▶ _EXERCISE TEXT_:
──────

In September 2005, studies conducted by Danish and US researchers found that the use of SSRIs in the first 3 months of pregnancy was linked to a
40% increased risk of birth defects such as cleft palate, and a 60% increase in cardiac defects. One study of 1,054 women who took SSRIs found they increased the risk of premature birth by 40%.
As a result of the rising number birth defects found to be associated with
SSRIs, drug companies are facing a slew of lawsuits. They are reportedly
especially worried about birth defect information becoming public because
medical experts estimate that tens of thousands of infants in the US have
SSRI-related birth defects, with the blame largely unknown to the parents.
Nearly 10 years ago, one of the harshest admonishments about the
over-prescribing of SSRIs came in an Editorial in the October 20, 1997, issue of Time Magazine by Candace Pert, a professor at Georgetown University Medical Center at the time, as one of the two scientists who discovered the serotonin binding process, which stated in part:
I am alarmed at the monster that Johns Hopkins neuroscientist Solomon
Snyder and I created when we discovered the simple binding assay for drug receptors 25 years ago.

──────

▶ _DATA SEGMENT_:

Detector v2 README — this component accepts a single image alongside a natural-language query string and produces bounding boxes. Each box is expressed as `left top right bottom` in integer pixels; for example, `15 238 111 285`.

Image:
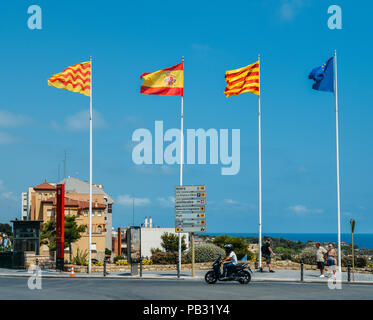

──────

▶ _ACTION ITEM 1_:
Rewrite the passage on SSRIs and birth defects, beginning at "In September 2005, studies" and stopping after "birth by 40%.", with "SSRIs" swapped for "antidepressants".
▶ _ACTION ITEM 2_:
Pick up the passage on SSRIs and birth defects after its final sentence and carry it forward.

▶ _EXERCISE RESULT 1_:
In September 2005, studies conducted by Danish and US researchers found that the use of antidepressants in the first 3 months of pregnancy was linked to a
40% increased risk of birth defects such as cleft palate, and a 60% increase in cardiac defects. One study of 1,054 women who took antidepressants found they increased the risk of premature birth by 40%.

▶ _EXERCISE RESULT 2_:
Prozac and other antidepressant serotonin-receptor-active compounds may also cause cardiovascular problems in some susceptible people after long-term use, which has become common practice despite the lack of safety studies.
The public is being misinformed about the precision of these selective
serotonin-uptake inhibitors when the medical profession oversimplifies their action in the brain and ignores the body as if it exists merely to carry the head around!
"In short," she warned, "these molecules of emotion regulate every aspect
of our physiology."
Dr Healy says SSRIs continue to be over-prescribed even as researchers are finding more and more adverse events and doctors need to fully explain these side effects before prescribing the drugs so patients can make an informed choice about taking them.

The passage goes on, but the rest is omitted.